- EXTRAIT À LIRE
* * * * * * *

Ensuite, le projet de rapport se penche sur la nécessité de l’unité et de la solidarité entre les Etats membres de l’UE, « essentielles pour garantir l’efficacité des politiques de l’Union et sa capacité de faire face à des défis et pressions extérieures. A ce propos, il prône ainsi un renforcement des politiques internes de l’UE notamment en matière de commerce, services et transactions financières, migration, énergie, gestion des frontières extérieures, information et cybersécurité.
Toujours en matière d’unité, le rapport invite les EM à s’abstenir de décisions susceptibles de compromettre la vision commune de l’UE, notamment en matière de coopération avec la Russie dans le secteur de la défense.

Le rapport Landsbergis considère enfin la question de la propagande russe, en affirmant que la Russie a élaboré des politiques et des instruments de « guerre hybride », parmi lesquels figure l’utilisation d’« informations militarisées » (définies comme « informations délibérément modifiées et diffusées dans le but de porter atteinte aux structures sociétales, politiques et institutionnelles) ». Les médias russes contrôlés par l’Etat, déplore le projet de rapport, jouent un rôle également au sein de l’information dans l’Union Européenne.
Pour ces raisons, le rapport appelle au développement de capacités européennes d’analyse et de surveillance de ces informations militarisées, et invite la Commission à allouer des fonds à des projets visant à « contrecarrer la propagande russe au sein et en dehors de l’Union ». De plus, le rapport exprime son soutien au développement de médias russophones visant à offrir aux minorités russophones dans l’UE et dans les pays du Partenariat Oriental « un accès crédible à d’autres informations que les informations tendancieuses largement diffusées ».

Le débat au sein de la Commission AFET (5 mai 2015)

Le débat au sein de la Commission Affaires Etrangères du Parlement européen a été ouvert par le rapporteur Gabrielius Landsbergis, qui a souligné l’importance d’envoyer à Moscou un message claire et uni, ce qui implique que le rapport devrait être soutenu par une large majorité.
Il a insisté sur le fait qu’il faut fournir des encouragements à la Russie pour qu’elle « retrouve le chemin », mais que ces encouragements ne suffisent pas face à la volonté de la Russie de ne pas adhérer aux accords. Il a ensuite réitéré que si les accords de Minsk, l’intégrité territoriale de l’Ukraine et le droit international,il a réitéré l’opinion que si les engagements sont respectés, il y aura moyen de progresser dans les relations ; si au contraire la situation ne s’améliorera pas, l’Union Européenne pourra recourir à d’autres mesures pour envoyer un message plus musclé à Moscou.

Le rapporteur fictif Liisa Jaakonsaari (S&D, Finlande), tout en estimant que ce rapport a une importance politique essentielle, il constate une certaine incohérence entre les différentes prises de position du Parlement au sujet des relations UE-Russie. Pour cette raison, elle a appelé à ce que ce rapport permette de dégager une position appuyée par le plus grand nombre de députés, afin de mener une politique « commune et forte » vis-à-vis de la Russie.

* * * * * * *

- DONNÉES FOURNIES
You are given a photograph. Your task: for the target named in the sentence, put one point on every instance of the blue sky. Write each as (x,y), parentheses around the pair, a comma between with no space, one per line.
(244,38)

* * * * * * *

- CONSIGNE
Rédigez la suite de l'extrait sur le rapport Landsbergis consacré aux relations entre l'UE et la Russie, en commençant juste après sa dernière phrase.

- RÉSULTAT DE L'EXERCICE
Elle a ensuite exprimé la position de son groupe, selon laquelle le Parlement doit être ferme quant à la réalisation des conditions de Minsk, afin que l’OSCE puisse garder son prestige. Elle a également rappelé l’objectif à long terme que l’Ukraine puisse retrouver le droit de faire ses choix et qu’on puisse arriver à mener un dialogue fructueux avec la Russie, d’autant plus qu’existent de nombreux domaines dans lesquels l’UE et la Russie peuvent entretenir de bonnes relations. Enfin, elle a affirmé que, si un message ferme doit être envoyé aux dirigeants russes, il faut de l’autre côté maintenir un dialogue avec la population. Elle a ainsi proposé à cet égard un dialogue en matière de facilitation de visas avec la Russie, ce qui a suscité un certain débat parmi les différents groupes.
A son avis, si l’UE souhaite avancer vers l’objectif de paix sur le continent européen, il faut alors que la Russie y participe, même si ce sera un objectif à long terme, celui d’un espace de « paix et de prospérité économique de Lisbonne à Vladivostok ».

Pour Anna Elżbieta Fotyga (CRE, Pologne), qui a qualifié les politiques suivies par la Russie d’agressives et de « menaces pour notre sécurité collective », le message du Parlement Européen doit affirmer de façon précise et cohérenet que l’UE n’accepte pas les violations de l’intégrité territoriale d’un Etat souverain et l’imposition par la Russie de ses politiques et de ses méthodes dans son voisinage.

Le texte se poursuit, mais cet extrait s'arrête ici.